# [Exercise description]
Find every line in the listing below that contains the string "target" and copy each such line as it appears. Matching is case-sensitive.

# [Exercise inputs]
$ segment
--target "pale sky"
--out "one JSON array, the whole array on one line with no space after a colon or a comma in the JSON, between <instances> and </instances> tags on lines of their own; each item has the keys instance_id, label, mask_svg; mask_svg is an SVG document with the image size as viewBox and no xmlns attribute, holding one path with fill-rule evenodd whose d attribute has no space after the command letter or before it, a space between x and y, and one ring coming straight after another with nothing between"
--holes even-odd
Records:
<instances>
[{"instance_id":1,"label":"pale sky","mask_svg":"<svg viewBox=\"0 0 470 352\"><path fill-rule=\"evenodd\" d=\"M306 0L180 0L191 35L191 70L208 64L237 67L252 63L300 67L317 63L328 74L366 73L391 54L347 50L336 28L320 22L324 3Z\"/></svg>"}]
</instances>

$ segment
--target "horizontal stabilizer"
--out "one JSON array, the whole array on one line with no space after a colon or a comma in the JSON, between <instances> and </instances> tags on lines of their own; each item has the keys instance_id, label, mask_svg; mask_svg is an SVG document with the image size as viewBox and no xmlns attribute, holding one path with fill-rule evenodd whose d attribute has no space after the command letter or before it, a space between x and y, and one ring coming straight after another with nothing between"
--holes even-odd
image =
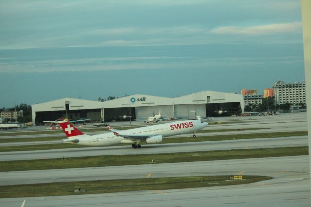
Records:
<instances>
[{"instance_id":1,"label":"horizontal stabilizer","mask_svg":"<svg viewBox=\"0 0 311 207\"><path fill-rule=\"evenodd\" d=\"M75 144L78 144L79 143L79 139L63 139L63 142L72 142Z\"/></svg>"}]
</instances>

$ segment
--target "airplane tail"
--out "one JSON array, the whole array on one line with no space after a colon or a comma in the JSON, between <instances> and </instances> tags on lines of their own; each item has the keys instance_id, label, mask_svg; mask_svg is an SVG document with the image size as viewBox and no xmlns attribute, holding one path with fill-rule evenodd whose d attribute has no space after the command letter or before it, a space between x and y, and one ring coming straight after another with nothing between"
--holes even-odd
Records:
<instances>
[{"instance_id":1,"label":"airplane tail","mask_svg":"<svg viewBox=\"0 0 311 207\"><path fill-rule=\"evenodd\" d=\"M63 131L67 138L69 139L76 138L77 136L84 135L84 133L77 129L72 124L66 120L59 121L58 123L63 129Z\"/></svg>"}]
</instances>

# [Answer to this task]
--target "pale sky"
--target "horizontal stabilizer"
--target "airplane tail"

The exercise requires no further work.